* _Supplied text_:
----------------

Mongodb $project: exclude all but one field of a subdocument, keep the rest

Question

I have documents with the following structure:

{
  field1: 1
  field2: 2
  subdocument: {
    subfield1: 3
    subfield2: 4
    subfield3: 5
    ...
  }
}

I would like to $project (or another operator if $project cannot do that?) so as to get:

1. all the top-level fields (field1, field2) without having to list them explicitly
2. only one of the subfields

The expected result would be:

{
  field1: 1
  field2: 2
  subdocument: {
    subfield1: 3
  }
}

I first thought I would look for a way to apply a $project: {subfield1: 0} only on the subdocument but could not find a solution.

Answer 1

@SuleymanSah, 1 step with $mergeObjects

db.collection.aggregate([
  {
    $replaceRoot: {
      newRoot: {
        $mergeObjects: [
          "$$ROOT",
          {
            "subdocument": {
              subfield1: "$subdocument.subfield1"

----------------

* _Recorded information_:
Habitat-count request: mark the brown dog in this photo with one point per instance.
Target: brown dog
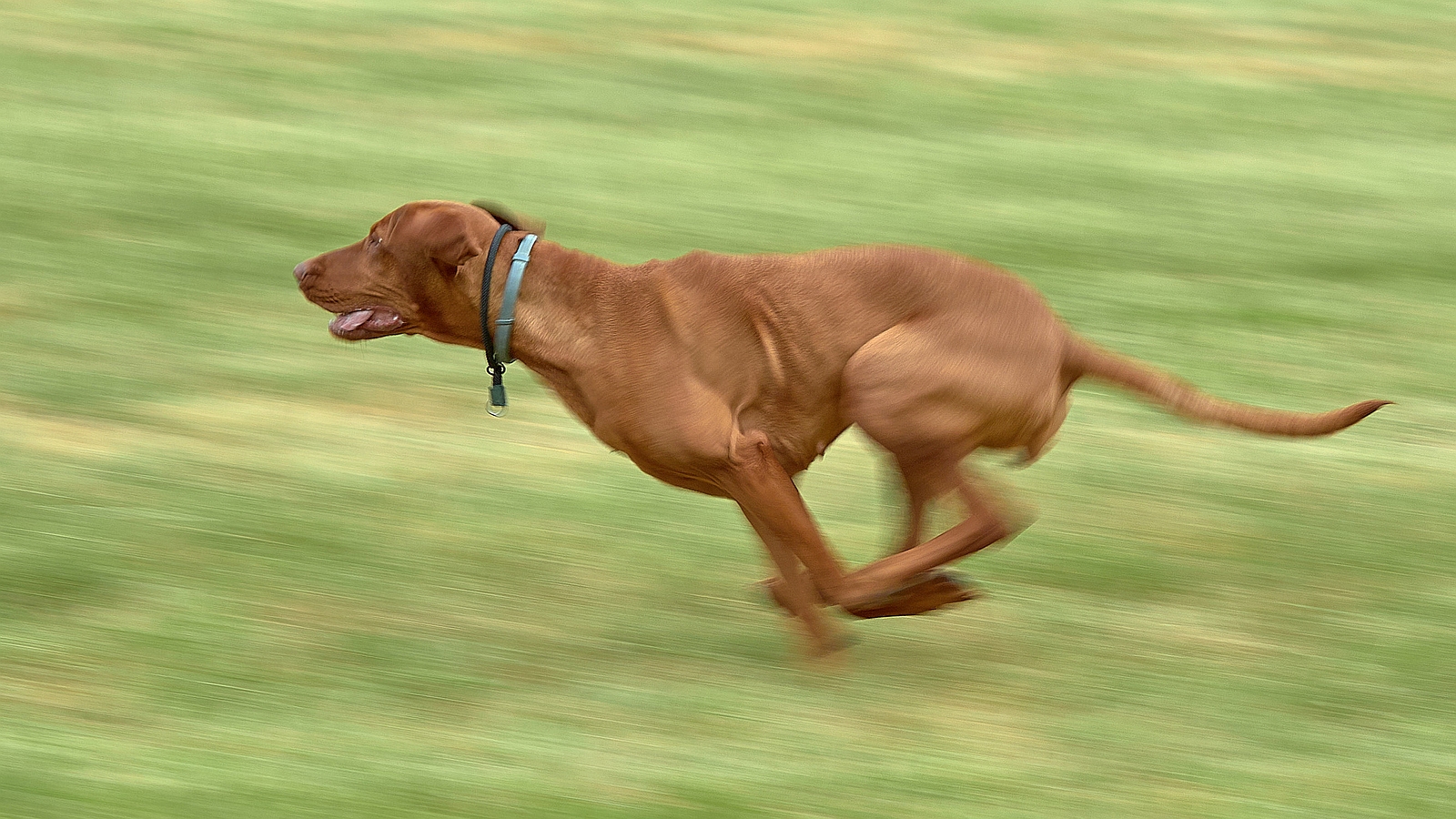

----------------

* _Parts of the exercise_:
(a) From the MongoDB thread, reproduce the passage word for word, beginning at the words "1. all the top-level" and stopping after "find a solution.".
(b) In the MongoDB thread, which subfield is the only one kept inside the subdocument in the expected result?

* _Solutions to the exercise_:
(a)
1. all the top-level fields (field1, field2) without having to list them explicitly
2. only one of the subfields

The expected result would be:

{
  field1: 1
  field2: 2
  subdocument: {
    subfield1: 3
  }
}

I first thought I would look for a way to apply a $project: {subfield1: 0} only on the subdocument but could not find a solution.

(b) subfield1